▶ [Text shown]:

There is no information in the NtK to clarify the capacity in which Groupnexus is acting. This creates a situation where the keeper is being pursued for a payment allegedly owed to an unknown party. This undermines the basic requirements of legal certainty and transparency.

POPLA and courts have consistently held that the operator must identify the creditor and clarify their legal standing in relation to the land. Without such clarification, the Notice is materially non-compliant, and keeper liability cannot be established.


Given these failures, GROUPNEXUS has not complied with the requirements of PoFA, meaning they cannot transfer liability to the keeper.  Without strict compliance with PoFA, GROUPNEXUS cannot hold the keeper liable, and this charge is therefore unenforceable.


7. The operator has not identified the driver and cannot rely on PoFA to transfer liability to the keeper.

As GROUPNEXUS cannot rely on PoFA to transfer liability to the keeper, they must provide evidence that the keeper was the driver at the time of the alleged parking contravention.

GROUPNEXUS have not provided any evidence to suggest that the registered keeper was the driver.

GROUPNEXUS has made no attempt to prove the identity of the driver, and they have not demonstrated why they believe the registered keeper should be held liable without PoFA compliance.

▶ [Collected data]:
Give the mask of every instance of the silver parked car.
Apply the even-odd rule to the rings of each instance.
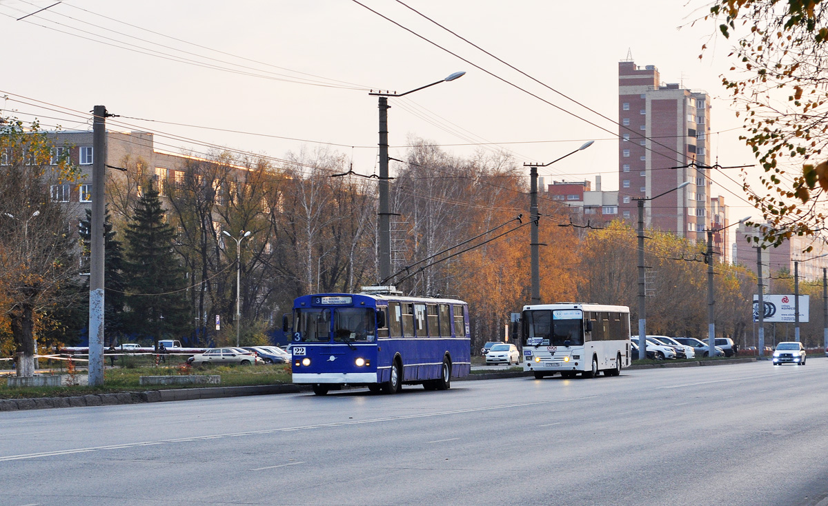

▶ [Given instruction]: Please write what comes next in the parking charge appeal text, starting after its final sentence.

▶ [Task answer]:
As there is no evidence that I, as the registered keeper, was the driver, GROUPNEXUS has no legal grounds to pursue this charge against me.


8. The operator is put to strict proof of landowner authority to issue PCNs in their own name


It is a well-established requirement under the Private Parking Single Code of Practice (PPSCoP) and longstanding POPLA precedent that a private parking operator must have clear, current, and contractual authority flowing from the landowner to manage parking and issue PCNs in their own name.

GroupNexus is therefore put to strict proof. The operator must produce, but not limited to:
• A contemporaneous, unredacted contract or agreement with the landowner (or the landowner’s agent, with written proof of such agency),
• Confirmation that the contract permits the operator to issue PCNs in their own name and to pursue unpaid charges,
• Proof that the contract is still valid and in force as of the date of the alleged contravention,
• Identification of the exact land covered (including “New Street Retail Park”),
• Disclosure of all material terms, including the scope, duration, enforcement conditions, and authority limits,
• Confirmation of any variations agreed since the contract was first executed.

Importantly, any redactions of critical parts of the contract—such as the validity term, the agreed parking conditions, the times of enforcement, or the names, signatures, and dates of the signatories—renders the evidence incomplete and unreliable. These elements are essential to proving that a valid, enforceable contract existed at the material time.

Excessive or unnecessary redactions serve only to raise suspicion that the operator has something to hide. It is not sufficient for an operator to say “there is a contract” or to supply a heavily redacted version that fails to meet the standards set out in Section 14 of the PPSCoP. That section sets clear expectations about what a compliant contract must contain.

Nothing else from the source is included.